◆ ACTION ITEM
Every entry is to be set down a second time, precisely as written.

Point localization data:

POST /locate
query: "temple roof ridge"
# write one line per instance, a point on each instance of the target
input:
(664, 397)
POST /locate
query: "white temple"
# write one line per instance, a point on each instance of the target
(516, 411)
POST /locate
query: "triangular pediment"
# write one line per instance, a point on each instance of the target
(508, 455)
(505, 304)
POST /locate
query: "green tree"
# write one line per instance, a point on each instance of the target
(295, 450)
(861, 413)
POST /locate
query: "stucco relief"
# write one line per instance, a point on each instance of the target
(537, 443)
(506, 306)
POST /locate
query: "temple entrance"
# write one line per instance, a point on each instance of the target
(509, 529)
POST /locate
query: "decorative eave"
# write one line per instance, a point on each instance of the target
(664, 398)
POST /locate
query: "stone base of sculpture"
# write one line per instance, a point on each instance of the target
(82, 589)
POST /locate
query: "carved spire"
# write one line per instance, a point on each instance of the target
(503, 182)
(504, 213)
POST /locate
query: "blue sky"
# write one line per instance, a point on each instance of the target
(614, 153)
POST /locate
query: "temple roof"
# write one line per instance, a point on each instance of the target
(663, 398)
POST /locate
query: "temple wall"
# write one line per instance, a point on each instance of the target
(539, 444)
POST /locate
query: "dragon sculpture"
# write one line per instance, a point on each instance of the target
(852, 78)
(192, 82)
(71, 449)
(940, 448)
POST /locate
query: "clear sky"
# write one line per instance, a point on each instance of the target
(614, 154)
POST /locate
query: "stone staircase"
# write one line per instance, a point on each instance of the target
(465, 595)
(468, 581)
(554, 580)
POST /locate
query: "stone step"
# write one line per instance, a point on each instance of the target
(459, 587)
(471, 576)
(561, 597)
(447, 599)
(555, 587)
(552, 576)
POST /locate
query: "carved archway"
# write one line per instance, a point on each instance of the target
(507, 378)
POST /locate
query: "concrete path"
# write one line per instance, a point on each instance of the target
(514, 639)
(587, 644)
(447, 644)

◆ ANSWER BOX
POST /locate
query: "temple roof ridge"
# write one line per instance, a point on each instance of the target
input:
(664, 397)
POST /locate
query: "white temple"
# write one line per instance, a point on each instance of the target
(516, 411)
POST /locate
query: "triangular pediment"
# write one line per instance, a point on each instance of the target
(508, 455)
(505, 304)
POST /locate
query: "green tree"
# write one line per instance, a point on each instance of the target
(295, 450)
(861, 413)
POST /locate
query: "stucco relief"
# write one line per instance, a point on each instance of the target
(537, 443)
(506, 306)
POST /locate
query: "temple entrance"
# write one line per instance, a point on each instance of the target
(509, 529)
POST /locate
query: "decorative eave"
# write one line per instance, a point on each instance of the target
(664, 398)
POST /locate
query: "stone base of sculpture"
# write one line per instance, a point on each instance of the target
(82, 589)
POST /locate
query: "carved spire"
# write one line per instance, a point on each instance of the target
(503, 182)
(504, 213)
POST /locate
query: "blue sky"
# write one line per instance, a point on each instance of the target
(614, 153)
POST /locate
query: "temple roof"
# write one line per instance, a point on each instance of the target
(663, 398)
POST /locate
query: "temple wall"
# write one line per instance, a point on each instance of the target
(539, 444)
POST /locate
query: "dragon sculpture"
# write one line per instance, a point on each instance of the target
(852, 78)
(192, 82)
(71, 449)
(940, 448)
POST /locate
query: "clear sky"
# write one line per instance, a point on each instance of the target
(614, 154)
POST /locate
query: "stone staircase"
# write one line per instance, a point on each instance of the target
(465, 595)
(468, 581)
(554, 580)
POST /locate
query: "stone step"
# write one line per instance, a point on each instance of the target
(459, 587)
(471, 576)
(561, 597)
(447, 599)
(555, 587)
(552, 576)
POST /locate
query: "carved archway"
# write one line per instance, a point on each instance of the target
(507, 378)
POST /locate
query: "concrete path"
# write one line per instance, a point on each instance of the target
(514, 639)
(587, 644)
(447, 644)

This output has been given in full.